> BRIEF: Retype the whole listing that follows, with nothing added or left out.

========================

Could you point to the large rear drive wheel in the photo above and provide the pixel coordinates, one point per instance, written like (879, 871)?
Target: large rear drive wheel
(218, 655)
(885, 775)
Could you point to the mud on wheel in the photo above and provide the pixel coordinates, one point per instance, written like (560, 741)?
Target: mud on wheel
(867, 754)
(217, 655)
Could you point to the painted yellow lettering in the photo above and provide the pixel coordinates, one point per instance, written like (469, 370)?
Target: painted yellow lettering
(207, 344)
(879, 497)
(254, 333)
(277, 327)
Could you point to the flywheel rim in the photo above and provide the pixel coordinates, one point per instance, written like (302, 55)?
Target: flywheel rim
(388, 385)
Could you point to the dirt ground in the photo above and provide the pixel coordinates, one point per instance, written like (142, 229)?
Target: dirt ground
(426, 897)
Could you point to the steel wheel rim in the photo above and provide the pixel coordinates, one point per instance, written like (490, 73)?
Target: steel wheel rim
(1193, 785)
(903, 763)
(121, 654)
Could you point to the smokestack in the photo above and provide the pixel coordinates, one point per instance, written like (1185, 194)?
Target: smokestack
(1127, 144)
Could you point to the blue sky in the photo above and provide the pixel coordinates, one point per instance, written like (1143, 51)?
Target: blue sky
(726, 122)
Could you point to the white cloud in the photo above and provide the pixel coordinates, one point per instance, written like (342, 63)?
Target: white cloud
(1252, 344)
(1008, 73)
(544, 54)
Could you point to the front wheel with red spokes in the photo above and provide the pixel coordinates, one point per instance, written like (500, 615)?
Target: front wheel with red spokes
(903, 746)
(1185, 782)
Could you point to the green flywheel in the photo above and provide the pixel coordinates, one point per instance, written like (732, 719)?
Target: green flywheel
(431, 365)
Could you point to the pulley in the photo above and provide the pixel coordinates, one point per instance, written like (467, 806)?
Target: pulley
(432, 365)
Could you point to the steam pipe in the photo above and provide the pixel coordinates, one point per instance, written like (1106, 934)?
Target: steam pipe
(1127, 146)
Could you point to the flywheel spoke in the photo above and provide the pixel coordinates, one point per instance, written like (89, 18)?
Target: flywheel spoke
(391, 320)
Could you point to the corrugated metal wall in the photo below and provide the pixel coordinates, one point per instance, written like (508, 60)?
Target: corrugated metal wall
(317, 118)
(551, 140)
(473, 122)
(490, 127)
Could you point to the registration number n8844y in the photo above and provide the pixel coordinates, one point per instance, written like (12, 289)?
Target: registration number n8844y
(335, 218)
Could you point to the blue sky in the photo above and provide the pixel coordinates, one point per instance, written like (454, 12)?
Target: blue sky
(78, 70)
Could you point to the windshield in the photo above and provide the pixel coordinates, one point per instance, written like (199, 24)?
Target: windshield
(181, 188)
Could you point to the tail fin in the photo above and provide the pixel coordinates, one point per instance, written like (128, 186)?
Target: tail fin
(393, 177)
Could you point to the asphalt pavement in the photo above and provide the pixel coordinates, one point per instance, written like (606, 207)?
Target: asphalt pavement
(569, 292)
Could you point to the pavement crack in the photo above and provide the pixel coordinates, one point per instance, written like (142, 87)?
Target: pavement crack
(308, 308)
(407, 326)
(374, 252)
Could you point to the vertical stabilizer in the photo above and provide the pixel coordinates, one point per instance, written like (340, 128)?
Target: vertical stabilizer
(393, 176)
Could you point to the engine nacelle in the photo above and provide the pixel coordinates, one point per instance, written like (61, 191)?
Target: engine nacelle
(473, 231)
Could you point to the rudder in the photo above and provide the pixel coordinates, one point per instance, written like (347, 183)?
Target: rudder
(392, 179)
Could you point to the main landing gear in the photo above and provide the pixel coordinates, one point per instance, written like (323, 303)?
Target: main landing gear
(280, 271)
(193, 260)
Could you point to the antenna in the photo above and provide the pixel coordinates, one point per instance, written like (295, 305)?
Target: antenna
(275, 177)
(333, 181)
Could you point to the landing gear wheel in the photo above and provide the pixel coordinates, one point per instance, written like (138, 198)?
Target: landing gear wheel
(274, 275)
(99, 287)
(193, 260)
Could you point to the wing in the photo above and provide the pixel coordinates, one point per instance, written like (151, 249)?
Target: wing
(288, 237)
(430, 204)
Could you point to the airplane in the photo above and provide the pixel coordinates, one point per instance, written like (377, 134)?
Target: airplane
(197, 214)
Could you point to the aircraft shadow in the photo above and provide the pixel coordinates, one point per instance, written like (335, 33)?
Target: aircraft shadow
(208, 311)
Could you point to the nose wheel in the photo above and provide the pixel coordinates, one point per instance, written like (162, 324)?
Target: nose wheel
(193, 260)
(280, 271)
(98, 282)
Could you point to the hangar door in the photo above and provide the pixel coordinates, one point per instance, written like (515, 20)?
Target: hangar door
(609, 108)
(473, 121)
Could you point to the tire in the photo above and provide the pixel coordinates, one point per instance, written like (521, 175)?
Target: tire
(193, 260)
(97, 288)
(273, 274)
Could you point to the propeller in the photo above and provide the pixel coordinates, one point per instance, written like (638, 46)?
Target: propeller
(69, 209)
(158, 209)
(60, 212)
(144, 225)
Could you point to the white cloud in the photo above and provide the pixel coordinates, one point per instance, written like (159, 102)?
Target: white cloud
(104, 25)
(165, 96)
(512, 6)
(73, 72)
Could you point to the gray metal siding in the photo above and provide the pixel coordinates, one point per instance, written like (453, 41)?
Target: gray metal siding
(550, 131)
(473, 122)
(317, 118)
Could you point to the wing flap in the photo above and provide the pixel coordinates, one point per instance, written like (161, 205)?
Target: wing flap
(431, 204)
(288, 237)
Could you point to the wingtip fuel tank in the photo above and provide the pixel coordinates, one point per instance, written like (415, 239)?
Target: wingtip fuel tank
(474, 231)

========================

> YOUR SOLUTION:
Could you point to the large rear drive wheel in the photo above and provide the pixel coordinates, one point per instance, written like (879, 871)?
Target: large rear drive wheel
(218, 655)
(885, 775)
Could you point to the mud on wheel in the photo above and provide the pixel coordinates, one point per instance, written like (560, 741)?
Target: mud on wheel
(867, 754)
(217, 655)
Could you point to the painted yellow lettering in the photo above and provide the pixel coordinates, one point per instance, written like (469, 370)?
Target: painted yellow lettering
(207, 344)
(879, 497)
(254, 333)
(277, 327)
Could you point to the flywheel rim in the photo above and provide the pixel coordinates, one point per instance, written like (302, 55)?
Target: flywheel rim
(388, 385)
Could you point to the dirt ground in the photo above and provide the pixel coordinates, one point per instance, written like (142, 229)?
Target: dirt ground
(426, 897)
Could you point to the steel wheel rim in the photo above and provide the pixel coordinates, one point per instance, written like (490, 73)?
Target: steel wheel rim
(1193, 785)
(903, 763)
(121, 654)
Could you point to the smokestack in the photo above and provide the pixel coordinates, one point per instance, written like (1185, 194)?
Target: smokestack
(1127, 144)
Could you point to the blue sky in the photo above and provide the pixel coordinates, one point per instance, written like (1143, 51)?
Target: blue sky
(726, 122)
Could you point to the white cloud in the photo above and provide the pixel coordinates, one point per instance, written like (342, 63)?
Target: white cloud
(1252, 344)
(1008, 73)
(544, 54)
Could you point to the front wheel with red spokes in the photo above and provide the pixel coordinates, one point per instance, written like (500, 615)?
Target: front wheel with red spokes
(903, 746)
(1185, 782)
Could you point to the green flywheel in the photo above and provide the pixel coordinates, one point per instance, written like (732, 719)?
Target: green flywheel
(431, 365)
Could you point to the pulley in the photo above and provide the pixel coordinates, one point per instance, written like (467, 806)?
Target: pulley
(432, 365)
Could you point to the steam pipe in the photo above and provide the pixel coordinates, one point per instance, written like (1106, 934)?
Target: steam pipe
(1127, 146)
Could you point to the flywheel spoke in the photo above and provide the pixel coordinates, one point per instance, written like (89, 18)?
Target: flywheel spoke
(391, 320)
Could you point to the corrugated metal wall in the photo below and provide the pixel coordinates, one point per instance, written like (508, 60)?
Target: corrugated metal wall
(317, 118)
(551, 140)
(473, 122)
(490, 127)
Could you point to the registration number n8844y in the photo above and provide the pixel coordinates, one point per instance, written like (12, 289)?
Target: registration number n8844y
(335, 218)
Could you point to the blue sky in the photo above and provide the pixel coordinates, one point per instance, written like (454, 12)?
Target: blue sky
(78, 70)
Could you point to the windshield in the photo above and provide the pixel coordinates, one point per instance, written like (199, 24)?
Target: windshield
(181, 188)
Could you point to the tail fin in the photo above and provide the pixel coordinates, one point per instance, written like (128, 186)?
Target: tail fin
(393, 177)
Could you point to the asphalt pavement in the photo above and provide the pixel coordinates, one point per instance, written like (606, 207)?
Target: asphalt pavement
(569, 292)
Could you point to the pavement crack in the photo above and provide the pixel coordinates, one point per instance, written like (142, 87)?
Target: pavement crack
(308, 308)
(407, 326)
(374, 252)
Could you point to the vertical stabilizer in the photo above and provide the pixel coordinates, one point per instance, written like (340, 128)?
Target: vertical stabilizer
(393, 176)
Could you point to the engine nacelle in the photo above and provide the pixel coordinates, one point per instance, written like (61, 191)?
Target: engine nacelle
(473, 231)
Could you point to the rudder in the photo above and provide the pixel coordinates, one point per instance, written like (347, 183)?
Target: rudder
(392, 179)
Could you point to the main landing gear in the photo above and provide the pixel coordinates, one point per instance, written like (323, 303)?
Target: main landing gear
(280, 271)
(193, 260)
Could you point to the antenna in the photo above and provide the pixel coordinates, one point per instance, written like (295, 305)?
Target: antenna
(275, 177)
(333, 181)
Could you point to the landing gear wheel in the photo above and provide the pixel coordinates, one point per instance, written like (138, 198)?
Target: landing gear wheel
(274, 275)
(99, 287)
(193, 260)
Could you point to the wing in the photo above and provide the pixel coordinates, one point per instance, written like (151, 249)?
Target: wing
(288, 237)
(430, 204)
Could you point to the airplane in the photo above and provide the pixel coordinates, one point per instance, written like (377, 134)?
Target: airplane
(197, 214)
Could you point to the aircraft shadow in the photo above and provide the pixel coordinates, one point per instance, written like (335, 33)?
Target: aircraft shadow
(208, 311)
Could you point to the nose wheel in the photo above and provide the pixel coordinates, one point per instance, written like (162, 324)?
Target: nose wheel
(193, 260)
(280, 271)
(98, 282)
Could you point to the hangar door in the photo above and provide the pixel coordinates, one point per instance, written like (515, 20)?
Target: hangar door
(609, 108)
(473, 121)
Could you point to the tire in the photo above and provide the pixel coordinates, one point per instance, written like (521, 175)?
Target: tire
(193, 260)
(97, 288)
(273, 274)
Could you point to the propeller in the photo above and provide the pixel coordinates, one point per instance, written like (638, 46)?
Target: propeller
(69, 209)
(158, 209)
(60, 212)
(144, 225)
Could you point to the white cloud in the photo above and provide the pixel coordinates, one point per instance, written like (159, 102)?
Target: white cloud
(104, 25)
(165, 96)
(512, 6)
(73, 72)
Could you point to the gray metal siding in the photo above and provide the pixel coordinates, one point per instance, written like (453, 41)?
Target: gray metal siding
(550, 131)
(473, 122)
(317, 118)
Could you point to the wing flap in the photo above and provide the pixel coordinates, one point per instance, written like (161, 205)?
Target: wing flap
(431, 204)
(288, 237)
Could you point to the wingtip fuel tank in the photo above and provide the pixel coordinates, one point per instance, written like (415, 239)?
Target: wingtip fuel tank
(474, 231)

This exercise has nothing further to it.